● Required task
Write the records below as a JSON list of strings, one string per line, with blank lines and the pictures omitted.

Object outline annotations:
----
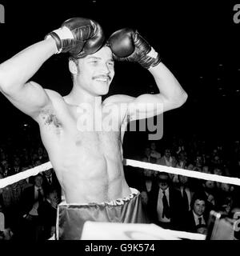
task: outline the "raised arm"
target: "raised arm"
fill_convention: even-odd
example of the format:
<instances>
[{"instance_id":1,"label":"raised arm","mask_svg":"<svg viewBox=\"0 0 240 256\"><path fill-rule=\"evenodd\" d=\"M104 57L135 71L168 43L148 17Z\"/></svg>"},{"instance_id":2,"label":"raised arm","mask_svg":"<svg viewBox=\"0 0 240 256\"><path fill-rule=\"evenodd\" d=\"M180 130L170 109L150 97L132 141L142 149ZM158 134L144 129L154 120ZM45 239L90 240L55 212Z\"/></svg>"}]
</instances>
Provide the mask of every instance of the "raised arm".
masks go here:
<instances>
[{"instance_id":1,"label":"raised arm","mask_svg":"<svg viewBox=\"0 0 240 256\"><path fill-rule=\"evenodd\" d=\"M97 22L82 18L69 19L45 40L0 65L0 90L20 110L36 118L51 101L39 84L29 82L31 77L53 54L69 52L72 58L79 58L97 51L103 40Z\"/></svg>"},{"instance_id":2,"label":"raised arm","mask_svg":"<svg viewBox=\"0 0 240 256\"><path fill-rule=\"evenodd\" d=\"M118 30L110 37L109 44L115 60L138 62L151 73L159 89L158 94L142 94L130 101L131 120L146 117L146 112L148 118L159 114L179 107L186 102L187 94L176 78L137 31L129 28ZM140 114L136 115L137 111Z\"/></svg>"},{"instance_id":3,"label":"raised arm","mask_svg":"<svg viewBox=\"0 0 240 256\"><path fill-rule=\"evenodd\" d=\"M56 51L55 42L50 38L30 46L0 65L1 92L16 107L33 118L50 101L40 85L28 81Z\"/></svg>"}]
</instances>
----
● Expected answer
[
  "task: outline the \"raised arm\"",
  "target: \"raised arm\"",
  "fill_convention: even-odd",
  "example of the format:",
  "<instances>",
  "[{\"instance_id\":1,\"label\":\"raised arm\",\"mask_svg\":\"<svg viewBox=\\\"0 0 240 256\\\"><path fill-rule=\\\"evenodd\\\" d=\\\"M104 57L135 71L168 43L148 17Z\\\"/></svg>\"},{\"instance_id\":2,\"label\":\"raised arm\",\"mask_svg\":\"<svg viewBox=\\\"0 0 240 256\\\"><path fill-rule=\\\"evenodd\\\" d=\\\"M180 130L170 109L150 97L132 141L142 149ZM158 134L144 129L154 120ZM45 239L90 240L55 212Z\\\"/></svg>\"}]",
  "</instances>",
  "Provide the mask of every instance of the \"raised arm\".",
  "masks go here:",
  "<instances>",
  "[{\"instance_id\":1,\"label\":\"raised arm\",\"mask_svg\":\"<svg viewBox=\\\"0 0 240 256\\\"><path fill-rule=\\\"evenodd\\\" d=\\\"M97 22L82 18L69 19L45 40L0 65L0 90L20 110L36 118L51 101L39 84L29 82L31 77L53 54L69 52L72 58L79 58L97 51L103 40Z\\\"/></svg>\"},{\"instance_id\":2,\"label\":\"raised arm\",\"mask_svg\":\"<svg viewBox=\\\"0 0 240 256\\\"><path fill-rule=\\\"evenodd\\\" d=\\\"M118 30L110 37L109 44L115 60L138 62L151 73L159 89L158 94L142 94L130 101L131 120L146 117L146 112L148 118L159 114L179 107L186 102L187 94L176 78L137 31L129 28ZM140 114L136 115L137 111Z\\\"/></svg>\"},{\"instance_id\":3,\"label\":\"raised arm\",\"mask_svg\":\"<svg viewBox=\\\"0 0 240 256\\\"><path fill-rule=\\\"evenodd\\\" d=\\\"M56 51L55 42L50 38L30 46L0 65L1 92L16 107L33 118L50 101L40 85L28 81Z\\\"/></svg>\"}]",
  "</instances>"
]